_PASSAGE SHOWN_:
# Knockoff THREAD about yeti coolers....Hey Igloo, WHY?!?!



## skniper (Oct 31, 2008)

I read pretty much every post about Yeti v. Igloo on 2cool including the latest 10 page thread going on now. 
For several different reasons, I really wanted a couple different size Yeti's for the beach house and boat and still dont own one....but still want one. Cost is just over the top for reasonable measures.

Sooo, why the H$LL can't Igloo get a clue and make a "premium" type of "knockoff" Yeti for half (or less) the price??

*C'mon Igloo get on board, man!! :headknock*

Hey Igloo, how 'bout.......Good stainless, piano type hinges or rod type hinges (like yeti)? Solid latch mechanism? Different color offerings...not just white and dark, dark green (oh, and powder blue)? Solid lid that can be a cast platform for a big boy? Maybe even bury a reflective thermal liner in the shell?

With Igloo's volume, they could do this for a decent "premium" price WAY less than the other guy!
I'd pay it in a heartbeat...and I bet a bunch of other people would too

......and Igloo is based HERE on the Gulf Coast!

Makes me want to start my own cooler company.


----------



## BAMF32 (Feb 12, 2005)

*Love IGLOO But..........*

Just bought their 128 qt "marine" ice chest for 219.00 at Bass Pro (noone else sells them other than West Marine). So........I don't think they can make a Yeti knock off for half the price when they already sell their marine version for half the price.

Cant understand how a regular 120 qt igloo costs $50-$70 but the "Marine" version costs $150 more.

_SUPPLIED RECORDS_:
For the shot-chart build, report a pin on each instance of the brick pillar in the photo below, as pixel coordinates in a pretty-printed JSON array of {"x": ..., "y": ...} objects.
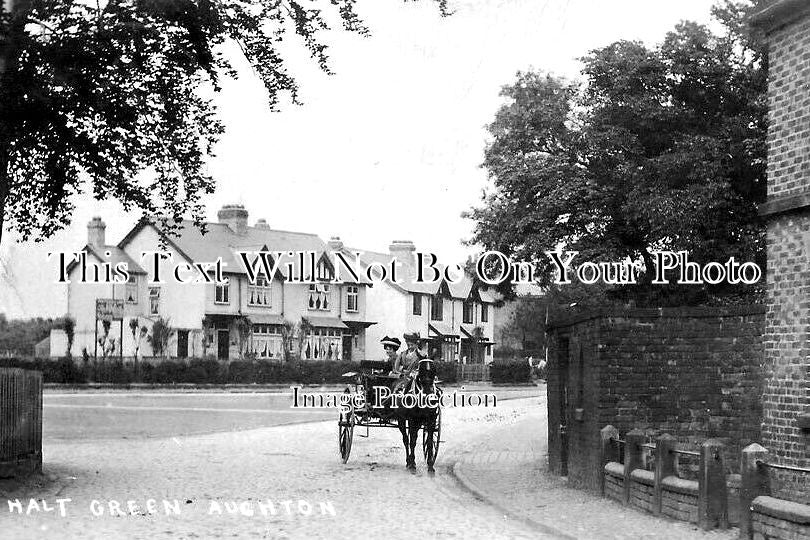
[
  {"x": 713, "y": 495},
  {"x": 787, "y": 210},
  {"x": 632, "y": 458},
  {"x": 664, "y": 466},
  {"x": 607, "y": 452},
  {"x": 754, "y": 484}
]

_TASK REQUIREMENTS_:
1) In the cooler thread, rewrite the paragraph beginning "Hey Igloo, how 'bout" as a short bulleted list of the features it proposes.
2) Write the next reply in the cooler thread, following on from its last post.
The data above has no part in this work.

_EXPECTED ANSWERS_:
1)
- Good stainless piano-type or rod-type hinges, like Yeti's
- A solid latch mechanism
- More color choices than white, dark green, and powder blue
- A solid lid strong enough to cast from while standing on it
- A reflective thermal liner built into the shell

2)
Had to buy the 128 marine because it is the only version with a square lid and thats what I needed for my seat cusion to fit. Another frustration with Igloo.........going to rounded lids rather than keeping square or vice versa in the 120 qt. range. Can't understand why.


----------



## hoser76 (Oct 29, 2008)

Yeti is made near Austin I will never by another ice chest, I own 3 Yeti's. With that said if you are buying a beer cooler don't buy a Yeti they are not made for that. You have to cool the chest down the night before you even use it just through a bag of ice in the cooler to bring the temp down then fill with ice the next day. I can keep 80 pounds of ice frozen for 5 days as long as you follow how to use the Yeti it will be great I also hunt in Cotulla I never have a problem with dust in my chest when going into my ranch cant' say the same for my friends that folllow me in with there Igloo in the bed of there trucks. That is just my 2 cents for what it is worth


----------



## CoastalOutfitters (Aug 20, 2004)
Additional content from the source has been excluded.